### Aim of the task
Reproduce the whole of the data exactly.

### Saved entries

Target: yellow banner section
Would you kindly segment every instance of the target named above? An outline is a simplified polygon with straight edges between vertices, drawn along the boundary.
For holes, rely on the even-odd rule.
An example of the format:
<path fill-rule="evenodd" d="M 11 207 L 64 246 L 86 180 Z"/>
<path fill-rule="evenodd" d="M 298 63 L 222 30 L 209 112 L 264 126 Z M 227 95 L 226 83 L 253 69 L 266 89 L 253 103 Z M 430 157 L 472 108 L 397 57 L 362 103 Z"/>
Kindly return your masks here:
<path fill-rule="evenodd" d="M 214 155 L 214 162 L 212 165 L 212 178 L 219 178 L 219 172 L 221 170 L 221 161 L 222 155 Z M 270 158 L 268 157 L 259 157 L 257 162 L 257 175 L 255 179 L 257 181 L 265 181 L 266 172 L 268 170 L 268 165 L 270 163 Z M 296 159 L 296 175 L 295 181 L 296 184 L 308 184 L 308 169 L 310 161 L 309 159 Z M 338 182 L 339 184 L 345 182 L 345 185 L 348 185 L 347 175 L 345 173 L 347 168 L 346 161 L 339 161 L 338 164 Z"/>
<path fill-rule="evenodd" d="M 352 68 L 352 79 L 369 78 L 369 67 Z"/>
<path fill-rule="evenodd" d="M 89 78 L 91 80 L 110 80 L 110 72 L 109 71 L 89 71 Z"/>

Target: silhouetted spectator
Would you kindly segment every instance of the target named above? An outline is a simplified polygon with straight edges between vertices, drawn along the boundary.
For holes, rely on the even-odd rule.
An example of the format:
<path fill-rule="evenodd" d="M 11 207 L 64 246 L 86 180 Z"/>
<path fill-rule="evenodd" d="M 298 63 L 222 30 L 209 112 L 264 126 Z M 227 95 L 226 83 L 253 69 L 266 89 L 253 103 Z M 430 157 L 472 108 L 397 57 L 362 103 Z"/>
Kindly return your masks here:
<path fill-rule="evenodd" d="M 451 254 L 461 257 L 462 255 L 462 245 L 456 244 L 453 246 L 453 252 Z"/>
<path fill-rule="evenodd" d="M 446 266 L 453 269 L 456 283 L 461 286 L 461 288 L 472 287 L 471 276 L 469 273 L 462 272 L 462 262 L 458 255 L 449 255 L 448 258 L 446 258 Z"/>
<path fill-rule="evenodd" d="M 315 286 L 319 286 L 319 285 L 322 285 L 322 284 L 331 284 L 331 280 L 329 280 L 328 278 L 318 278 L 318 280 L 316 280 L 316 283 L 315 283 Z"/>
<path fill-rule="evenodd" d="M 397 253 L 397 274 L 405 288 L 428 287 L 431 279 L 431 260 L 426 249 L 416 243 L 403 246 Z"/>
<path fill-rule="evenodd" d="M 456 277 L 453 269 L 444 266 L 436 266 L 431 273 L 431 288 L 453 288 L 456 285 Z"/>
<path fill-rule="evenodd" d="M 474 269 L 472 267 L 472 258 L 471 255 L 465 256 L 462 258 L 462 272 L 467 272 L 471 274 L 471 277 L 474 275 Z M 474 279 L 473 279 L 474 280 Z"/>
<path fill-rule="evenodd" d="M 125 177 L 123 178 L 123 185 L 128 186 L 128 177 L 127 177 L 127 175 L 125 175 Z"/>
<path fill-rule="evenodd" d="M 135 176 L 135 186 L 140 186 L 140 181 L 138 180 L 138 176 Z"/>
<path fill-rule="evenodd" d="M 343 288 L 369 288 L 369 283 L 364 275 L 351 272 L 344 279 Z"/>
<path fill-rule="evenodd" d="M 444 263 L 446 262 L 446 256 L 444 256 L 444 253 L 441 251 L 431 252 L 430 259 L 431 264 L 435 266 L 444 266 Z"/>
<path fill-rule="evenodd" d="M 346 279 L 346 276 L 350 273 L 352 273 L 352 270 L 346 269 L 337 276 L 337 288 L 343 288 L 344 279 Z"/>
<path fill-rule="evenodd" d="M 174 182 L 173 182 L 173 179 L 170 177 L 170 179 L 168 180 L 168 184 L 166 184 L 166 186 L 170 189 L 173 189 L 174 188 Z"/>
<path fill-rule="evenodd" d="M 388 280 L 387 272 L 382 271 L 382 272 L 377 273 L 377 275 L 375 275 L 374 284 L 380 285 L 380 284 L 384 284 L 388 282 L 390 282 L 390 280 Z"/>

### Problem solution
Target: yellow banner section
Would you kindly segment every instance of the target named above? An outline is a simplified polygon with straight edges between vertices, drawn along the boundary.
For holes, rely on the even-odd rule.
An example of the format:
<path fill-rule="evenodd" d="M 11 207 L 64 246 L 86 180 Z"/>
<path fill-rule="evenodd" d="M 298 63 L 222 30 L 209 112 L 264 126 Z M 227 95 L 226 83 L 253 69 L 266 89 L 253 103 Z M 430 157 L 472 108 L 397 57 L 362 103 Z"/>
Kindly return your masks here:
<path fill-rule="evenodd" d="M 214 155 L 214 162 L 212 165 L 212 178 L 219 178 L 219 172 L 221 170 L 221 161 L 222 155 Z M 270 158 L 268 157 L 259 157 L 257 162 L 257 175 L 255 179 L 257 181 L 265 181 L 266 172 L 268 170 L 268 165 L 270 163 Z M 296 159 L 296 175 L 295 181 L 296 184 L 308 184 L 308 169 L 310 161 L 309 159 Z M 338 182 L 339 184 L 345 182 L 345 185 L 348 185 L 347 175 L 345 173 L 347 168 L 346 161 L 339 161 L 338 164 Z"/>
<path fill-rule="evenodd" d="M 352 68 L 352 79 L 369 78 L 369 67 Z"/>
<path fill-rule="evenodd" d="M 89 78 L 91 80 L 110 80 L 110 72 L 109 71 L 89 71 Z"/>

Target: silhouetted spectator
Would you kindly segment every instance of the target named above? An outline is a simplified polygon with straight edges between vertices, drawn along the boundary.
For holes, rely on the even-odd rule.
An example of the format:
<path fill-rule="evenodd" d="M 11 207 L 64 246 L 86 180 Z"/>
<path fill-rule="evenodd" d="M 298 63 L 222 30 L 209 112 L 264 126 Z M 227 95 L 226 83 L 253 69 L 266 89 L 253 103 Z M 430 157 L 472 108 L 397 57 L 362 103 Z"/>
Kindly return your masks here:
<path fill-rule="evenodd" d="M 451 254 L 461 257 L 462 255 L 462 245 L 456 244 L 453 246 L 453 252 Z"/>
<path fill-rule="evenodd" d="M 446 266 L 453 269 L 456 283 L 461 286 L 461 288 L 472 287 L 471 276 L 469 273 L 462 272 L 462 262 L 458 255 L 449 255 L 448 258 L 446 258 Z"/>
<path fill-rule="evenodd" d="M 315 286 L 319 286 L 319 285 L 322 285 L 322 284 L 331 284 L 331 280 L 329 280 L 328 278 L 318 278 L 318 280 L 316 280 L 316 283 L 315 283 Z"/>
<path fill-rule="evenodd" d="M 397 253 L 397 274 L 405 288 L 428 287 L 431 279 L 431 260 L 426 249 L 416 243 L 403 246 Z"/>
<path fill-rule="evenodd" d="M 456 277 L 453 269 L 444 266 L 436 266 L 431 273 L 431 288 L 453 288 L 456 285 Z"/>
<path fill-rule="evenodd" d="M 474 269 L 472 267 L 472 258 L 471 255 L 465 256 L 462 258 L 462 272 L 467 272 L 471 274 L 471 277 L 474 275 Z M 474 279 L 473 279 L 474 280 Z"/>
<path fill-rule="evenodd" d="M 125 177 L 123 178 L 123 185 L 128 186 L 128 177 L 127 177 L 127 175 L 125 175 Z"/>
<path fill-rule="evenodd" d="M 135 176 L 135 186 L 140 186 L 140 181 L 138 180 L 138 176 Z"/>
<path fill-rule="evenodd" d="M 343 288 L 369 288 L 369 283 L 364 275 L 351 272 L 344 279 Z"/>
<path fill-rule="evenodd" d="M 444 263 L 446 262 L 446 256 L 444 256 L 444 253 L 441 251 L 431 252 L 430 259 L 431 264 L 435 266 L 444 266 Z"/>
<path fill-rule="evenodd" d="M 346 279 L 346 276 L 350 273 L 352 273 L 352 270 L 346 269 L 337 276 L 337 288 L 343 288 L 344 279 Z"/>
<path fill-rule="evenodd" d="M 174 182 L 173 182 L 173 179 L 170 177 L 170 179 L 168 180 L 168 184 L 166 184 L 166 186 L 170 189 L 173 189 L 174 188 Z"/>
<path fill-rule="evenodd" d="M 388 280 L 387 272 L 382 271 L 382 272 L 377 273 L 377 275 L 375 275 L 374 284 L 380 285 L 380 284 L 384 284 L 388 282 L 390 282 L 390 280 Z"/>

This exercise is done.